Instructions for the task: Extract every one of the entries below word for word, and leave the pictures out of your copy.

Dataset extract:
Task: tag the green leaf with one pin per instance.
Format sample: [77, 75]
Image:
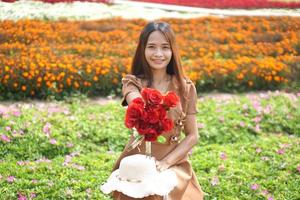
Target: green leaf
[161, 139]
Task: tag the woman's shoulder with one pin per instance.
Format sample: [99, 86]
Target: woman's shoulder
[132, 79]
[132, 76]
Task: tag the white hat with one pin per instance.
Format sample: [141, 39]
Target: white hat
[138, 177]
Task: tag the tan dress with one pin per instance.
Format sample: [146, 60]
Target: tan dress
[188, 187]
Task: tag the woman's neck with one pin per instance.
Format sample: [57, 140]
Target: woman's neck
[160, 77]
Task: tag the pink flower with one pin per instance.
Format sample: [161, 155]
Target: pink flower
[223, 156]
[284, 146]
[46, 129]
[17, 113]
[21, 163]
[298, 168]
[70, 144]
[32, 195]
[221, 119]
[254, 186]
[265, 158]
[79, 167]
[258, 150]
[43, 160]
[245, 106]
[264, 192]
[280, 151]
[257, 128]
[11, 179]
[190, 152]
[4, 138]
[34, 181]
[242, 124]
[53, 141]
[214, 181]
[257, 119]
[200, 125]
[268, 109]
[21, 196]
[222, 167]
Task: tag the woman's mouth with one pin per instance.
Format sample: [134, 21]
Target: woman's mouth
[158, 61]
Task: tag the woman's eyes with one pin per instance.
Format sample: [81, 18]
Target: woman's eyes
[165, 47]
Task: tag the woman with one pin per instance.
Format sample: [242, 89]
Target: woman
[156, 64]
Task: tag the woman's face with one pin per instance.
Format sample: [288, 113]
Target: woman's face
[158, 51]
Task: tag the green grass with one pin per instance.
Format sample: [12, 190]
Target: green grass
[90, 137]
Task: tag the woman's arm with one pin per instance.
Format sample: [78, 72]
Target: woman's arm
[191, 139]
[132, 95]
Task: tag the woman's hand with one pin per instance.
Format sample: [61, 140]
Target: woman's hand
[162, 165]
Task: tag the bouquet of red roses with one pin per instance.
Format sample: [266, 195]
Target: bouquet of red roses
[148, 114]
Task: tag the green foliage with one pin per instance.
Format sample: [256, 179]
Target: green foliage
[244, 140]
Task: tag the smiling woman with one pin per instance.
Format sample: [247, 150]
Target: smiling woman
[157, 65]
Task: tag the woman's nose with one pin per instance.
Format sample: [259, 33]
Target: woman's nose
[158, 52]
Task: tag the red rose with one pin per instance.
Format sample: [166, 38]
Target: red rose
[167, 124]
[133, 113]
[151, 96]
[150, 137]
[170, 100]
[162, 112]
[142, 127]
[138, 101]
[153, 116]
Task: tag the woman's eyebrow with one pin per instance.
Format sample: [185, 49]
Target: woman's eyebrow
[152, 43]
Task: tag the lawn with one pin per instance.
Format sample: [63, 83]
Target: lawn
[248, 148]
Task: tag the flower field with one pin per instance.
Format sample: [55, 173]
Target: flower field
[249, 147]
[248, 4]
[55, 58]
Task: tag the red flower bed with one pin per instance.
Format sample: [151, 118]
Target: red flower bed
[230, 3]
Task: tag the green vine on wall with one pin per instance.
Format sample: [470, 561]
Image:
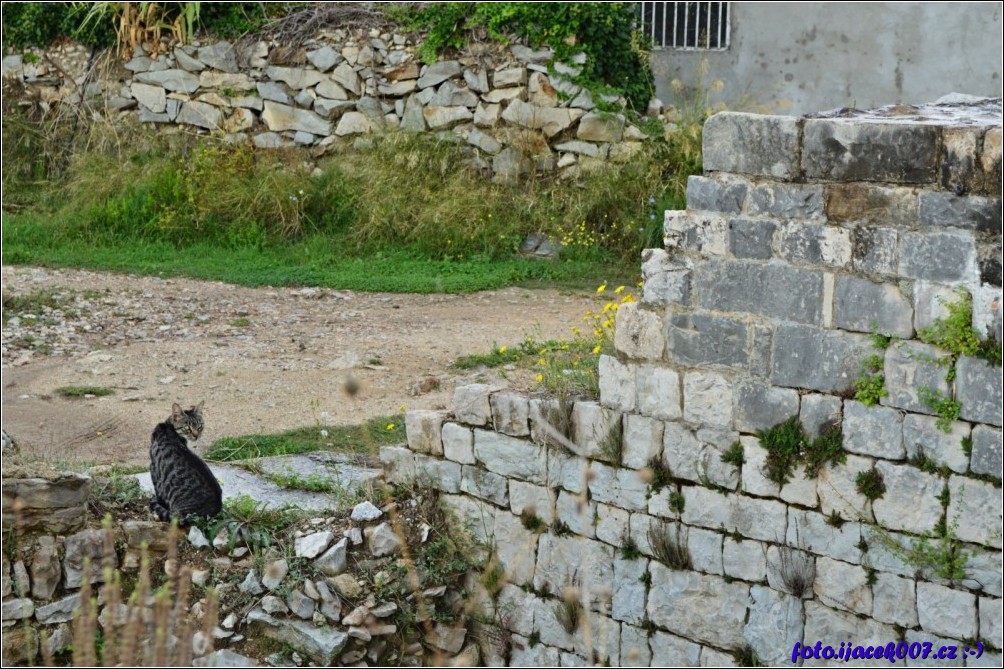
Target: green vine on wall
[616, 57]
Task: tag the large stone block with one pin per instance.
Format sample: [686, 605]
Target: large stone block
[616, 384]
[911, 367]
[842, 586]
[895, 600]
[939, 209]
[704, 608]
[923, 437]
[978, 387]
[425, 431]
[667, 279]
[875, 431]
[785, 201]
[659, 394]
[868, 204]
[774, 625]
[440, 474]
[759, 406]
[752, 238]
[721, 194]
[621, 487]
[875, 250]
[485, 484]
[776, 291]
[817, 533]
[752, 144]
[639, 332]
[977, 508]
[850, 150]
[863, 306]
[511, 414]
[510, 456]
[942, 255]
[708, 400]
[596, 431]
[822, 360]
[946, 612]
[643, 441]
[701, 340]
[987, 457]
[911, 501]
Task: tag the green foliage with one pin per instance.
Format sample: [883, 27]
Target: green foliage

Full answer:
Task: tag the green leaf with one pin per instance.
Format sample: [77, 75]
Image:
Target: green leaf
[161, 139]
Task: tag the woman's shoulder with one pin per instance.
Format sample: [99, 86]
Target: woman's shoulder
[132, 79]
[132, 76]
Task: tag the white hat with one pin per instance.
Format sample: [141, 39]
Target: white hat
[138, 177]
Task: tag the tan dress with one pin per instance.
Format sample: [146, 60]
Target: tan dress
[188, 187]
Task: tag the woman's neck with one pin per instance.
Format sample: [57, 140]
Target: woman's neck
[160, 77]
Task: tag the pink flower with one pin per instance.
Format sample: [161, 155]
Target: pink flower
[223, 156]
[284, 146]
[46, 129]
[17, 113]
[21, 163]
[298, 168]
[70, 144]
[32, 195]
[221, 119]
[254, 186]
[265, 158]
[79, 167]
[258, 150]
[43, 160]
[245, 106]
[264, 192]
[280, 151]
[257, 128]
[11, 179]
[190, 152]
[4, 138]
[34, 181]
[242, 124]
[53, 141]
[214, 181]
[257, 119]
[200, 125]
[268, 109]
[21, 196]
[222, 167]
Task: tag the woman's mouth with one pin per instance.
Format sample: [134, 21]
Target: woman's mouth
[158, 61]
Task: tag the woman's eyes with one pin per instance.
Format sample: [81, 18]
Target: woman's eyes
[165, 47]
Task: tag the woman with one pin per instance.
Format sample: [242, 89]
Target: woman
[156, 64]
Task: tag the woman's face with one pin per instance.
Format sample: [288, 113]
Target: woman's face
[158, 51]
Task: tag the green grass with one pin per instance.
Format sample: [12, 190]
Target: green grass
[90, 137]
Task: tag the woman's arm with one pin per instance.
Format sample: [78, 72]
Target: woman's arm
[191, 139]
[132, 95]
Task: tag the woman's hand with one pin per instance.
Format sample: [61, 140]
Target: woman's hand
[162, 165]
Task: tag the bouquet of red roses with one pin per instance.
Format sample: [266, 195]
Target: bouquet of red roses
[148, 114]
Task: tag the green foliage with one pin per instance.
Format sample: [256, 179]
Target: green foliage
[244, 140]
Task: tag the smiling woman with one pin per instance.
Format sample: [247, 150]
Target: smiling woman
[157, 65]
Task: tag the woman's nose with one pin per instance.
Format sample: [259, 33]
Target: woman's nose
[158, 52]
Task: tag the red rose with one pin per instance.
Format sample: [166, 38]
Target: red rose
[167, 124]
[133, 113]
[151, 96]
[150, 137]
[170, 100]
[162, 112]
[142, 127]
[138, 101]
[153, 116]
Task: tag the woman's eyebrow with one pin per instance.
Format sample: [185, 49]
Target: woman's eyebrow
[152, 43]
Task: tag the lawn with one pin per instance.
Format sample: [63, 83]
Target: lawn
[248, 148]
Task: tag the flower field with one pin per instance.
Format sample: [55, 173]
Target: flower field
[249, 147]
[248, 4]
[55, 58]
Task: tag the red flower bed with one pin per instance.
Format sample: [151, 118]
Target: red flower bed
[230, 3]
Task: tag the green vine on wall with one pin per instance.
Format sample: [470, 561]
Image:
Target: green vine on wall
[616, 57]
Task: tag the large stone block with one pin per instance.
Format sample: [686, 605]
Target: large stone block
[616, 384]
[911, 367]
[842, 586]
[895, 600]
[939, 209]
[704, 608]
[923, 437]
[978, 387]
[425, 431]
[667, 279]
[875, 431]
[785, 201]
[659, 394]
[868, 204]
[774, 625]
[440, 474]
[759, 406]
[752, 238]
[721, 194]
[621, 487]
[875, 250]
[485, 484]
[776, 291]
[817, 533]
[752, 144]
[639, 332]
[977, 508]
[850, 150]
[863, 306]
[511, 414]
[510, 456]
[942, 255]
[708, 400]
[596, 431]
[822, 360]
[946, 612]
[643, 441]
[701, 340]
[987, 457]
[911, 501]
Task: tag the green foliage with one pin per instance.
Format sample: [883, 27]
Target: green foliage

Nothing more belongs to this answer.